==== Record set ====
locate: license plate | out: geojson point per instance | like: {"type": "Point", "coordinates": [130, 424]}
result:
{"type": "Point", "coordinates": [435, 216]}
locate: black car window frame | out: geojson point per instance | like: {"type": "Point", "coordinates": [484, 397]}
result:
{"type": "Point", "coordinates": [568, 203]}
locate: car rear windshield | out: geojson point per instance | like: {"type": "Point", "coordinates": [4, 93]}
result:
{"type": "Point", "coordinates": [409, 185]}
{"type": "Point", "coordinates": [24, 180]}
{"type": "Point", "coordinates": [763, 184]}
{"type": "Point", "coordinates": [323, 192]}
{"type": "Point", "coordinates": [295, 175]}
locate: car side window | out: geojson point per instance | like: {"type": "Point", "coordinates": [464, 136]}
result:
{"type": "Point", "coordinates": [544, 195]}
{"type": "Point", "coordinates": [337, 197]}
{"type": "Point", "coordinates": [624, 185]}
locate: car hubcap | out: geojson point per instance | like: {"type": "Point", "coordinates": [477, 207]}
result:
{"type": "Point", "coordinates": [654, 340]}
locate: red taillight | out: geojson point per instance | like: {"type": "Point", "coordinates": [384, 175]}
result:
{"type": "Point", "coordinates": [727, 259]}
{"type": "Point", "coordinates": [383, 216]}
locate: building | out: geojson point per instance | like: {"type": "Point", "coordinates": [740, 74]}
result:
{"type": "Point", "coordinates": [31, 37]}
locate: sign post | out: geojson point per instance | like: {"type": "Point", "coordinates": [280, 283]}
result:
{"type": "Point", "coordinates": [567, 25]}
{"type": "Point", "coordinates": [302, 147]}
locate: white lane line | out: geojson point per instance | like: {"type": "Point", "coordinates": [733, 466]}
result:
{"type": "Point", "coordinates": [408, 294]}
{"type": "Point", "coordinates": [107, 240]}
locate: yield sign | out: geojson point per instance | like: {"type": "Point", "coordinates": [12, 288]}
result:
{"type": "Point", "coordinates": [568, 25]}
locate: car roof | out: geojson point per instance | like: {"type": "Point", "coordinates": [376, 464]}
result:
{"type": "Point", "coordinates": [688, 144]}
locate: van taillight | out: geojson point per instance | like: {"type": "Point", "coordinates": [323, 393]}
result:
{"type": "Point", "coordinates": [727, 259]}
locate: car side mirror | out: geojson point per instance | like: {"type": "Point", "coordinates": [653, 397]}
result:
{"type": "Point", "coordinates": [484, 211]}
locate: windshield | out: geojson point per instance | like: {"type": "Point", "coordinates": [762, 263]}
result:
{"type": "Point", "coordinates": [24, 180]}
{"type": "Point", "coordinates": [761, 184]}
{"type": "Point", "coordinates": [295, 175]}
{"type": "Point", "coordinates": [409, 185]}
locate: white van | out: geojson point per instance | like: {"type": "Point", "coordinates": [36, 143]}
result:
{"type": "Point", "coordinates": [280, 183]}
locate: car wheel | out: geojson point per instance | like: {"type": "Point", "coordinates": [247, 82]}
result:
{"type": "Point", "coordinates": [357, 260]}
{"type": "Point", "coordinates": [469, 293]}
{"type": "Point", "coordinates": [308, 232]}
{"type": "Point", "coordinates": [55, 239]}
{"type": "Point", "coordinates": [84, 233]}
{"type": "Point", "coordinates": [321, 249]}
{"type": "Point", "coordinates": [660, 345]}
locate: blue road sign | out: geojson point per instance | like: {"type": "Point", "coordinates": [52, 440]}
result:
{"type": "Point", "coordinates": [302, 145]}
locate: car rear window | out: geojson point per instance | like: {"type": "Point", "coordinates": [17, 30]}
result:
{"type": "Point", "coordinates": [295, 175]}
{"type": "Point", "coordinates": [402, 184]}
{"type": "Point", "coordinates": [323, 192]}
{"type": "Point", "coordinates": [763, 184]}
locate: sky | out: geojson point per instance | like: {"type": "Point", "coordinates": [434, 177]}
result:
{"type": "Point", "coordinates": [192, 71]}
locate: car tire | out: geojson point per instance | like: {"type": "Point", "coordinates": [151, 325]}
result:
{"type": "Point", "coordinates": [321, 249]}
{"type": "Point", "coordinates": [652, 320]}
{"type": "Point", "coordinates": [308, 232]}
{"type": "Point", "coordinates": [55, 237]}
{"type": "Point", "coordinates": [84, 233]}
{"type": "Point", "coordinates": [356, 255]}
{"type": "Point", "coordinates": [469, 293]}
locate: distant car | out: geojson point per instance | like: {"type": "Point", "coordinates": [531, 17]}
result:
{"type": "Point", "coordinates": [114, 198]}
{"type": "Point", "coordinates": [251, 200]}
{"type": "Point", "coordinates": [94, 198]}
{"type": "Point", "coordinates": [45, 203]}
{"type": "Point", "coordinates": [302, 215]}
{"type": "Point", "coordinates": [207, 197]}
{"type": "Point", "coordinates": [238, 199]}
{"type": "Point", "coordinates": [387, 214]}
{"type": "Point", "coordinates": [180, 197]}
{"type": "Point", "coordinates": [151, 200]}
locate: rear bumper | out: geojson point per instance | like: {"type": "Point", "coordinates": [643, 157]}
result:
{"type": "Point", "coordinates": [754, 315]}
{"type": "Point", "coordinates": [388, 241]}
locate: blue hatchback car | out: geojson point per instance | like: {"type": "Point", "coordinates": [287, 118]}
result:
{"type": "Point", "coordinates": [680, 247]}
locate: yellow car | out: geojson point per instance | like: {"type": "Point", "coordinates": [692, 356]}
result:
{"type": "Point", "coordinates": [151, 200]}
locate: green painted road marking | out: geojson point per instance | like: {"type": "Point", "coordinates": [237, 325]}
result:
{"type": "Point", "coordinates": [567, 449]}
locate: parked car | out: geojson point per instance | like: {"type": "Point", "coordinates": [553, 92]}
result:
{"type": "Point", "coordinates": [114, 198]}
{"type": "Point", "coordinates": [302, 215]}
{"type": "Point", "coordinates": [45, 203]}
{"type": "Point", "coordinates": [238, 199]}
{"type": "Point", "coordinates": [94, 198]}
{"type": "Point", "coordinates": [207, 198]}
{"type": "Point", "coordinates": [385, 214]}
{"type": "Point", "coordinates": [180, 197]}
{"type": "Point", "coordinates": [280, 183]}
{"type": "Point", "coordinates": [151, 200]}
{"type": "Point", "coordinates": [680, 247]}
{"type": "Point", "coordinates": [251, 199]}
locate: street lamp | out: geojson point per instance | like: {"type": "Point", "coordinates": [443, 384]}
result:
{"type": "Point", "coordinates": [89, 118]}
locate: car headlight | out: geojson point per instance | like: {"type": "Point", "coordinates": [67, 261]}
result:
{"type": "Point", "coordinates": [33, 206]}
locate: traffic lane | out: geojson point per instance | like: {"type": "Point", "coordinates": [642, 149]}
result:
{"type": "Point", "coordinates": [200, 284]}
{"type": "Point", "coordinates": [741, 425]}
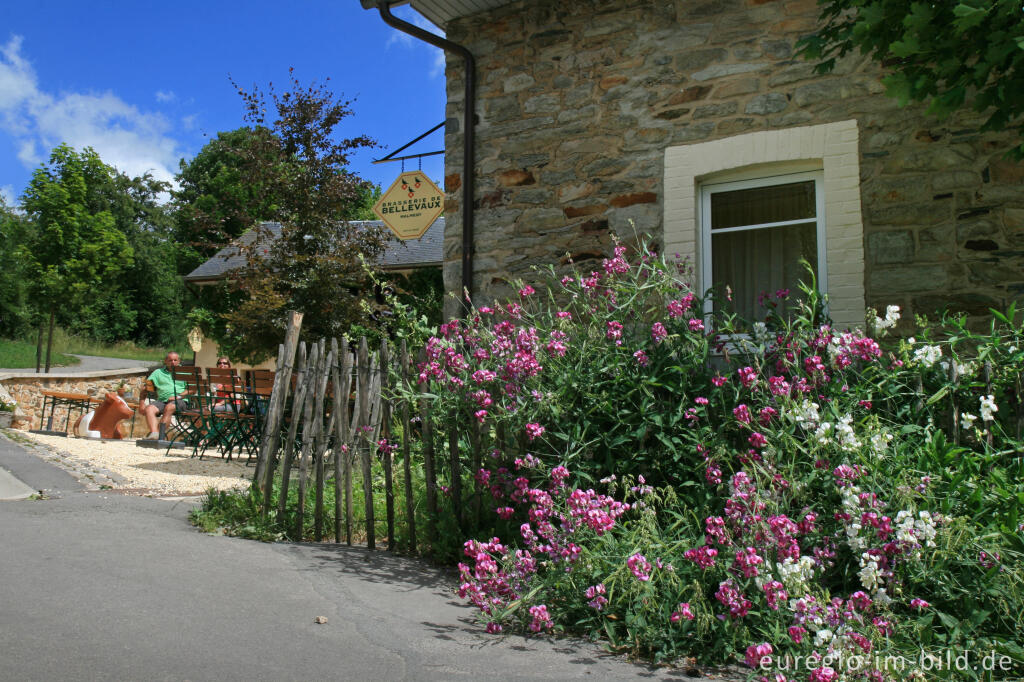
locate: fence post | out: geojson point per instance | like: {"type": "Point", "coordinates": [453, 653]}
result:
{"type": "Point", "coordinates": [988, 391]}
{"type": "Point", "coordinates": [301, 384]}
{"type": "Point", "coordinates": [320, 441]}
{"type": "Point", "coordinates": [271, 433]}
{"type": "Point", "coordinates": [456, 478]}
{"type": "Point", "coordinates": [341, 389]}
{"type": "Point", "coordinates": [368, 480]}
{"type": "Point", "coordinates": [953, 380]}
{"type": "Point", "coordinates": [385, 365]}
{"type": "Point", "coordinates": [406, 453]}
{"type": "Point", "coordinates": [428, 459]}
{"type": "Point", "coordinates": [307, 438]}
====
==== Record set ====
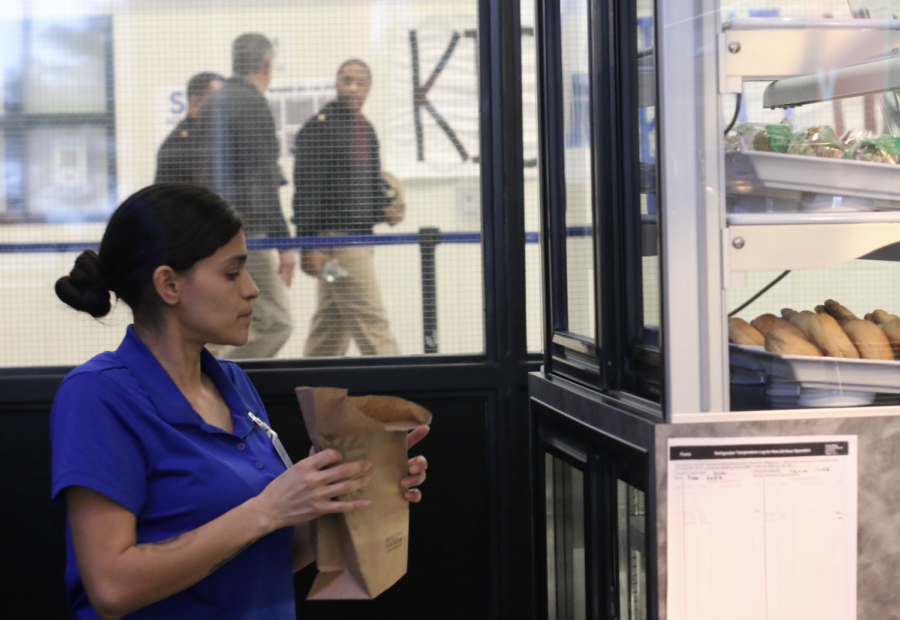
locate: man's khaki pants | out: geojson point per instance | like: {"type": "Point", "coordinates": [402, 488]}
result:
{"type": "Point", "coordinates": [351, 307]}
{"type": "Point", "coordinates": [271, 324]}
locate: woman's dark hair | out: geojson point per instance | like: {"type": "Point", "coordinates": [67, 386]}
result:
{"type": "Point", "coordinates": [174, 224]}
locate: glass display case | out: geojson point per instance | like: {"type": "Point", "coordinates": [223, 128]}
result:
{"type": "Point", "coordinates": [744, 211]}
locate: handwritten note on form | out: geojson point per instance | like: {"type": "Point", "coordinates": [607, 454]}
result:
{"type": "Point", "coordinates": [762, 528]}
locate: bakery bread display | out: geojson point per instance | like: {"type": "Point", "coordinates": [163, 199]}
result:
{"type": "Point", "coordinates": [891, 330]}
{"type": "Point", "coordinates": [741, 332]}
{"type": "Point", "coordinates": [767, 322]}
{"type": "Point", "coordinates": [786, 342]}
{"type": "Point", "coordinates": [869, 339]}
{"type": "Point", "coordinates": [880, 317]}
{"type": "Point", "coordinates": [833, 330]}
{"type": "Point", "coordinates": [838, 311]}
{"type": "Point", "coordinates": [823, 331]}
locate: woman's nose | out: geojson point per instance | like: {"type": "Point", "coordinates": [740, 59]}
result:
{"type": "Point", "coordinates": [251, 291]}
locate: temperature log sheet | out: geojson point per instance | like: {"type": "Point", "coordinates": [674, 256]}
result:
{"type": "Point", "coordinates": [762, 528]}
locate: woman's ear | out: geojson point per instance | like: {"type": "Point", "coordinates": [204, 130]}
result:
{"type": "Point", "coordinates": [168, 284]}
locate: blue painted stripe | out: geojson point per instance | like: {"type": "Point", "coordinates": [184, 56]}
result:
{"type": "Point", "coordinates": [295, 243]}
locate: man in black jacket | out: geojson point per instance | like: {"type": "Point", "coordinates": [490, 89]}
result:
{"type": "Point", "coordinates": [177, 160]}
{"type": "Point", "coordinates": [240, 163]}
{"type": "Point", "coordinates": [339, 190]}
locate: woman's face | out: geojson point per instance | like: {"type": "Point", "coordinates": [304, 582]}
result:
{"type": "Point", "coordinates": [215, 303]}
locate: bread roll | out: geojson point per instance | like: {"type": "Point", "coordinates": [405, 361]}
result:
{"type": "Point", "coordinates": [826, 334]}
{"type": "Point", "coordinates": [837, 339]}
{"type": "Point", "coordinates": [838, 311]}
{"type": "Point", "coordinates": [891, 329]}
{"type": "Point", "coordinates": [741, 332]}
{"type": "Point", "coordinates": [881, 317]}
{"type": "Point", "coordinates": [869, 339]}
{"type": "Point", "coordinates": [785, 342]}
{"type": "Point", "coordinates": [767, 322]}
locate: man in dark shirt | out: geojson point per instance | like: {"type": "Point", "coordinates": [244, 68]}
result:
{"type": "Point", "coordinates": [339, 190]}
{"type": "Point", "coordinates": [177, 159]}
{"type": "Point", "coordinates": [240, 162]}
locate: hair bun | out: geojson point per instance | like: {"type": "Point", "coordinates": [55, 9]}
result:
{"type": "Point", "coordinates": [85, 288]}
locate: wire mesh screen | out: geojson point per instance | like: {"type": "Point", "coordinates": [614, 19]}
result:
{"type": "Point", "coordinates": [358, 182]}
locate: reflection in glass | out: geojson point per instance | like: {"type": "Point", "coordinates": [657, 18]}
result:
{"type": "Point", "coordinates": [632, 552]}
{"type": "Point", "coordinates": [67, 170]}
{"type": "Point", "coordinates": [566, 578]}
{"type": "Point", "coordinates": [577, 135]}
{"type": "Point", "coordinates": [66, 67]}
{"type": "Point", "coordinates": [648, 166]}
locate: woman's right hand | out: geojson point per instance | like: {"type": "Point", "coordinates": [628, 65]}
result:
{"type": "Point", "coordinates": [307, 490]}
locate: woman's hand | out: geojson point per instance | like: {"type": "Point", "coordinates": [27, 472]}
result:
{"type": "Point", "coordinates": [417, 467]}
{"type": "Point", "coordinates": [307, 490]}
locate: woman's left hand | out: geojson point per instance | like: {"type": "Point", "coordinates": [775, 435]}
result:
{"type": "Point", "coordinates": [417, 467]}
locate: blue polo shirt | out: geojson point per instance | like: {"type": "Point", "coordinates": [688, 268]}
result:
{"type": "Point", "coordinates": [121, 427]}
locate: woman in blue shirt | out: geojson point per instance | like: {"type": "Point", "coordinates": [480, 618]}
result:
====
:: Directions for this task ::
Report each line of the entries where the word "post" occurs.

:: Exercise output ::
locate: sign post | out: geojson point per instance | like: {"type": "Point", "coordinates": [280, 283]}
locate: fence post | out: geojson point per instance | like: {"type": "Point", "coordinates": [453, 653]}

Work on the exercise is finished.